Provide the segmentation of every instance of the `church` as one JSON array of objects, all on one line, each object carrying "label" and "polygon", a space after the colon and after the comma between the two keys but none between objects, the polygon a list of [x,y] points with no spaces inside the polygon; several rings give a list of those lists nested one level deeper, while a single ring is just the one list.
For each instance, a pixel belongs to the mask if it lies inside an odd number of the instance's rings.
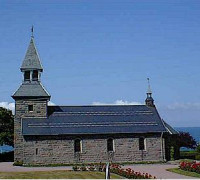
[{"label": "church", "polygon": [[34,37],[22,62],[15,100],[14,161],[23,164],[165,161],[163,121],[150,86],[144,105],[48,106]]}]

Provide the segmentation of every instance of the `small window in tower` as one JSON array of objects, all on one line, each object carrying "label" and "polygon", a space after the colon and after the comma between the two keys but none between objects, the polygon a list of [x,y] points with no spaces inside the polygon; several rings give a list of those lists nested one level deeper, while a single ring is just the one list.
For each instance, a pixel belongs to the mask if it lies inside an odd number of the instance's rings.
[{"label": "small window in tower", "polygon": [[114,151],[114,140],[112,138],[107,140],[107,151]]},{"label": "small window in tower", "polygon": [[28,105],[28,111],[33,112],[33,105]]},{"label": "small window in tower", "polygon": [[139,138],[139,150],[145,150],[145,139],[143,137]]},{"label": "small window in tower", "polygon": [[30,81],[30,71],[24,72],[24,81]]},{"label": "small window in tower", "polygon": [[37,81],[38,80],[38,71],[34,70],[32,75],[32,80]]},{"label": "small window in tower", "polygon": [[81,140],[75,139],[75,141],[74,141],[74,152],[81,152],[81,151],[82,151]]}]

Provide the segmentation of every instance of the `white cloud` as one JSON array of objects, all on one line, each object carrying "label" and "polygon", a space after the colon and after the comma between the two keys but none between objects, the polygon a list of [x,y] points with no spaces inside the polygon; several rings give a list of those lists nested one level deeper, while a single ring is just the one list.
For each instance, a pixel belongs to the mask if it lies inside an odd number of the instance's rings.
[{"label": "white cloud", "polygon": [[199,109],[200,110],[200,103],[174,103],[167,106],[169,110],[176,110],[176,109]]},{"label": "white cloud", "polygon": [[9,109],[13,112],[15,112],[15,103],[9,103],[9,102],[0,102],[0,107]]},{"label": "white cloud", "polygon": [[140,102],[116,100],[113,103],[93,102],[92,105],[142,105]]}]

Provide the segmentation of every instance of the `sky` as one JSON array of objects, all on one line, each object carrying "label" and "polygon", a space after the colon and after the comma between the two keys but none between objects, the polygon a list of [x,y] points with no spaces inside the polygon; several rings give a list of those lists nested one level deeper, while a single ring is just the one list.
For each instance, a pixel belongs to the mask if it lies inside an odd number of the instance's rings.
[{"label": "sky", "polygon": [[22,82],[31,26],[56,105],[144,104],[200,127],[199,0],[0,0],[0,106]]}]

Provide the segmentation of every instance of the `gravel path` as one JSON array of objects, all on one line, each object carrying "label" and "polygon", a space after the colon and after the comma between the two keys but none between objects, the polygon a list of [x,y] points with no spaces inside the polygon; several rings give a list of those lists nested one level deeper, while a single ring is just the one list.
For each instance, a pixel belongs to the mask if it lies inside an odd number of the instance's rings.
[{"label": "gravel path", "polygon": [[28,172],[28,171],[55,171],[55,170],[72,170],[72,167],[71,166],[22,167],[22,166],[13,166],[13,162],[0,162],[0,172]]},{"label": "gravel path", "polygon": [[[178,165],[171,164],[137,164],[126,165],[124,168],[131,168],[134,171],[149,173],[159,179],[195,179],[189,176],[183,176],[166,171],[169,168],[177,168]],[[22,167],[13,166],[13,162],[0,162],[0,172],[28,172],[28,171],[55,171],[55,170],[72,170],[71,166],[60,167]],[[196,178],[197,179],[197,178]]]},{"label": "gravel path", "polygon": [[184,176],[176,173],[166,171],[169,168],[177,168],[178,165],[171,164],[137,164],[137,165],[126,165],[124,168],[131,168],[134,171],[140,171],[149,173],[152,176],[156,176],[159,179],[197,179],[195,177]]}]

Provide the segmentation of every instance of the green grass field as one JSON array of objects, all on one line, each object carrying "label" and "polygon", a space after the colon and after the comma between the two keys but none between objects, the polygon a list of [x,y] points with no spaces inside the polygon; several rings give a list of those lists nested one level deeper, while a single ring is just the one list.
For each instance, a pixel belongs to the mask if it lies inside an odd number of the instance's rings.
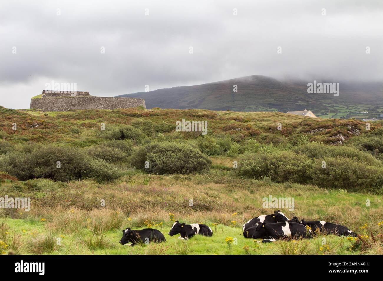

-=-=-

■ **Short exercise**: Put the lines from the one containing "Provide the segmentation of every instance of the green" through the last line into a Markdown table with the columns Row and Text, one line per row. Skip blank lines and leave out any pictures.

■ **Result for this exercise**:
| Row | Text |
|---|---|
| 1 | Provide the segmentation of every instance of the green grass field as one JSON array of objects, all on one line, each object carrying "label" and "polygon", a space after the colon and after the comma between the two keys but none between objects, the polygon a list of [x,y] points with no spaces inside the polygon; several rings give a list of those lists nested one level deeper, while a single ring is just the one list. |
| 2 | For each instance, a pixel belongs to the mask if it lies inside an odd number of the instance's rings. |